## What is asked:
In the Camino journal passage, how long is the full route the walker faced when starting out?

When I first started the Camino, it felt more like an obstacle course. The steep inclines and descents, those damnable rocky paths, all felt like something set up to defeat me; they were tasks I felt unequal to. 
But today felt like a Confidence Course! I knew I could handle the terrain, even without trekking poles, and I embraced the opportunity to try. 
When I arrived at my hotel, my watch told me that I had done 46, 326 steps for a total of 20.17 miles. I had started at 7:42 this morning and arrived at 4:50 this afternoon. Just over nine hours from start to finish with three breaks—and my feet were fine!!. It was a long day, a challenging day, a good day. I had passed the test and I knew that, even though I still have nine days left to walk, that I will be just fine. I’ve no doubt there are still things I will learn on this Camino but I feel like the biggest lesson I learned today: that I can do it, if I just have confidence in myself.

Wednesday, July 6, 2016

Blessings from Poverty. Blessings from Power.

Camino Day 26

Wow, as I write that, I realize that I have only 10 more days of walking before I enter  Compostela de Santiago and complete this amazing pilgrimage. I have been on this Way almost a month and my guidebook tells me I have239.6 km (148.9 miles) to go. When I started in St. Jean Pied-de-Port, France, the full route of 776.2 km (482.3 miles) stretched before me—all uncharted terrain, each step a step outside of the well worn geography of my world. 
Today I continued the gradual incline that will lead me to the highest point on my journey,
Alto altar, at 1515 m or 4970.5 ft. The difference is that on the first day, I went from 656 to 4757 ft —and then down again to 2952 ft—in a single day. The journey to this peak will be the result of three days steadily climbing, gradually reaching the apex. I guess I could also say that reaching this peak has been the result of 26 days of steadily walking, continuing toward this unseen crest, having faith that each step will continue to bring me closer to this height.

## Recorded information:

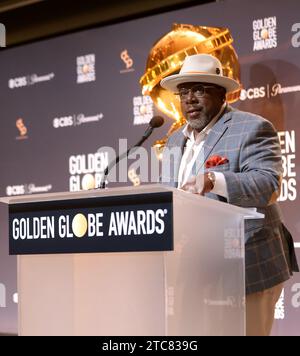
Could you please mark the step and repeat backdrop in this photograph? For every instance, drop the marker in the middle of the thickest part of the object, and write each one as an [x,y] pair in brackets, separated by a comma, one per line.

## Result below:
776.2 km (482.3 miles).